* The exercise
Each entry has to be copied exactly, with nothing missed.

* Dataset entries
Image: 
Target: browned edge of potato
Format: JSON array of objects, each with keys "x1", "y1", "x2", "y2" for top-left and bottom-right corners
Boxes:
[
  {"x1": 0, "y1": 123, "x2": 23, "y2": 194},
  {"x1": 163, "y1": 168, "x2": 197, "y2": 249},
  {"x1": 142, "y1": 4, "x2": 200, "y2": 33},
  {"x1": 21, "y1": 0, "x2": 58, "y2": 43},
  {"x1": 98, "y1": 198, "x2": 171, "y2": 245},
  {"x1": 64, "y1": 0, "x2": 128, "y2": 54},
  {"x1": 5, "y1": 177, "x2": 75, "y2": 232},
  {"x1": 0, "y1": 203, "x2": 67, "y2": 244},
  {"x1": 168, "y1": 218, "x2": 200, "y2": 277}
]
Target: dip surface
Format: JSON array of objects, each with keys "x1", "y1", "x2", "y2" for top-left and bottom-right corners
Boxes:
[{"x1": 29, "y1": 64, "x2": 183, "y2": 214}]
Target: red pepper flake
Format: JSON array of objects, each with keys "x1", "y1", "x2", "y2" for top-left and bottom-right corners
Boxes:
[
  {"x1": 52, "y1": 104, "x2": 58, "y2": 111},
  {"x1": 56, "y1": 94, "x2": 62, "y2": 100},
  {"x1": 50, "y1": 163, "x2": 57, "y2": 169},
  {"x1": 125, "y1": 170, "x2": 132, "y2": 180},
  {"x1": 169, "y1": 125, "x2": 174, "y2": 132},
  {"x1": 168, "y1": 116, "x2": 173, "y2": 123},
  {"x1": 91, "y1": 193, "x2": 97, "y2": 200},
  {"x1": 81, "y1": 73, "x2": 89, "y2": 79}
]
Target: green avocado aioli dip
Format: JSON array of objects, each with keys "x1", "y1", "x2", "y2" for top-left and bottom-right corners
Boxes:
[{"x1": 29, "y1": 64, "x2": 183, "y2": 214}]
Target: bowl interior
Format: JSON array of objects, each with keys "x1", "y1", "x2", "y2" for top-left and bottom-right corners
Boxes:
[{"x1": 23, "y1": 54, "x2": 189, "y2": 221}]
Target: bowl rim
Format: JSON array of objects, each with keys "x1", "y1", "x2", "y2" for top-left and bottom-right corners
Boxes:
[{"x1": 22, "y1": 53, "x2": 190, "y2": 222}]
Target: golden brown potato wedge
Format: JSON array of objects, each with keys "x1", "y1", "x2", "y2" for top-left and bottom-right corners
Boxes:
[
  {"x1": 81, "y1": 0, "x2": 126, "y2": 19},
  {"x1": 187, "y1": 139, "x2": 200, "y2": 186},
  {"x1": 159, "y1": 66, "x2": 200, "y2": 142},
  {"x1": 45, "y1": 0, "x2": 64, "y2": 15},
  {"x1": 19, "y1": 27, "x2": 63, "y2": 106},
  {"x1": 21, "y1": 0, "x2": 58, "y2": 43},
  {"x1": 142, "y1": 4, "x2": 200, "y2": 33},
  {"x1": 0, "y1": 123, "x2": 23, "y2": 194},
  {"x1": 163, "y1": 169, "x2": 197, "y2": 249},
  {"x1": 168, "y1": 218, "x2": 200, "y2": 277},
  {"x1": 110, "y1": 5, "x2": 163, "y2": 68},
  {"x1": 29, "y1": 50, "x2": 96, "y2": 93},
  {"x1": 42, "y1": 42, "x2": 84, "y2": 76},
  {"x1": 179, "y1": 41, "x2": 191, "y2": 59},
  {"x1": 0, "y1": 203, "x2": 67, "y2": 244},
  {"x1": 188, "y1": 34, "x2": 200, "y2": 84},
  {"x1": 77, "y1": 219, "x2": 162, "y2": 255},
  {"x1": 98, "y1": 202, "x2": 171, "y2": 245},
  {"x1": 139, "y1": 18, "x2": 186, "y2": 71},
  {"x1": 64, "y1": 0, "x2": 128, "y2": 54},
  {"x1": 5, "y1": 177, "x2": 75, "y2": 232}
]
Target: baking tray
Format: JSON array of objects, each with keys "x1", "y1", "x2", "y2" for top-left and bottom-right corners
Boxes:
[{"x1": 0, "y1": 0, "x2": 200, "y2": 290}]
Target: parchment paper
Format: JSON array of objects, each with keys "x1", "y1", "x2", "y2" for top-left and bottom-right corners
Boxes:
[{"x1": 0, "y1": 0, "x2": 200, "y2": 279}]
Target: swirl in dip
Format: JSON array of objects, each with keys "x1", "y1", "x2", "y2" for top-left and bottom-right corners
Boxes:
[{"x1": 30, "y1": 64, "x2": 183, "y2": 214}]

* Complete output
Image: 
Target: browned edge of potato
Format: JSON array of objects, each with keys "x1", "y1", "x2", "y2" for top-left and bottom-right corners
Boxes:
[
  {"x1": 0, "y1": 123, "x2": 23, "y2": 194},
  {"x1": 163, "y1": 168, "x2": 197, "y2": 249},
  {"x1": 142, "y1": 4, "x2": 200, "y2": 33},
  {"x1": 21, "y1": 0, "x2": 58, "y2": 43},
  {"x1": 98, "y1": 198, "x2": 171, "y2": 245},
  {"x1": 64, "y1": 0, "x2": 128, "y2": 54},
  {"x1": 5, "y1": 177, "x2": 75, "y2": 232},
  {"x1": 0, "y1": 203, "x2": 67, "y2": 244},
  {"x1": 168, "y1": 218, "x2": 200, "y2": 277}
]
Target: dip surface
Format: JSON array of objects, each with keys "x1", "y1", "x2", "y2" for top-left and bottom-right corners
Boxes:
[{"x1": 29, "y1": 64, "x2": 183, "y2": 214}]
Target: red pepper flake
Format: JSON array of objects, each with keys "x1", "y1", "x2", "y2" for top-left and bottom-right corners
Boxes:
[
  {"x1": 52, "y1": 104, "x2": 58, "y2": 111},
  {"x1": 56, "y1": 94, "x2": 62, "y2": 100},
  {"x1": 50, "y1": 163, "x2": 57, "y2": 169},
  {"x1": 125, "y1": 170, "x2": 132, "y2": 180},
  {"x1": 169, "y1": 125, "x2": 174, "y2": 132},
  {"x1": 168, "y1": 116, "x2": 173, "y2": 123},
  {"x1": 91, "y1": 193, "x2": 97, "y2": 200},
  {"x1": 81, "y1": 73, "x2": 89, "y2": 79}
]
Target: green avocado aioli dip
Format: JSON array of objects, each with keys "x1", "y1", "x2", "y2" for top-left and bottom-right corners
Boxes:
[{"x1": 29, "y1": 64, "x2": 183, "y2": 214}]
Target: bowl interior
Format: JSON array of objects, each with keys "x1", "y1", "x2", "y2" for top-left and bottom-right corners
Boxes:
[{"x1": 23, "y1": 54, "x2": 189, "y2": 221}]
Target: bowl rim
Format: JSON array of objects, each with keys "x1", "y1", "x2", "y2" for top-left and bottom-right corners
Boxes:
[{"x1": 22, "y1": 53, "x2": 190, "y2": 222}]
Target: golden brown potato wedge
Format: JSON array of objects, each with keys "x1", "y1", "x2", "y2" for top-left and bottom-right corners
Boxes:
[
  {"x1": 81, "y1": 0, "x2": 126, "y2": 19},
  {"x1": 187, "y1": 139, "x2": 200, "y2": 186},
  {"x1": 159, "y1": 66, "x2": 200, "y2": 142},
  {"x1": 45, "y1": 0, "x2": 64, "y2": 15},
  {"x1": 19, "y1": 27, "x2": 63, "y2": 106},
  {"x1": 21, "y1": 0, "x2": 58, "y2": 43},
  {"x1": 142, "y1": 4, "x2": 200, "y2": 33},
  {"x1": 0, "y1": 123, "x2": 23, "y2": 194},
  {"x1": 163, "y1": 169, "x2": 197, "y2": 249},
  {"x1": 168, "y1": 218, "x2": 200, "y2": 277},
  {"x1": 110, "y1": 5, "x2": 163, "y2": 68},
  {"x1": 29, "y1": 50, "x2": 96, "y2": 93},
  {"x1": 42, "y1": 42, "x2": 84, "y2": 76},
  {"x1": 179, "y1": 41, "x2": 191, "y2": 59},
  {"x1": 0, "y1": 203, "x2": 67, "y2": 244},
  {"x1": 188, "y1": 34, "x2": 200, "y2": 84},
  {"x1": 77, "y1": 219, "x2": 162, "y2": 255},
  {"x1": 98, "y1": 202, "x2": 171, "y2": 245},
  {"x1": 139, "y1": 18, "x2": 186, "y2": 71},
  {"x1": 64, "y1": 0, "x2": 128, "y2": 54},
  {"x1": 5, "y1": 177, "x2": 75, "y2": 232}
]
Target: baking tray
Format: JSON array of objects, each with keys "x1", "y1", "x2", "y2" for top-left and bottom-right corners
Boxes:
[{"x1": 0, "y1": 0, "x2": 200, "y2": 290}]
Target: parchment paper
Format: JSON array of objects, each with keys "x1", "y1", "x2", "y2" for top-left and bottom-right corners
Boxes:
[{"x1": 0, "y1": 0, "x2": 200, "y2": 279}]
Target: swirl in dip
Format: JSON array of objects, each with keys "x1", "y1", "x2", "y2" for top-left and bottom-right corners
Boxes:
[{"x1": 30, "y1": 64, "x2": 183, "y2": 214}]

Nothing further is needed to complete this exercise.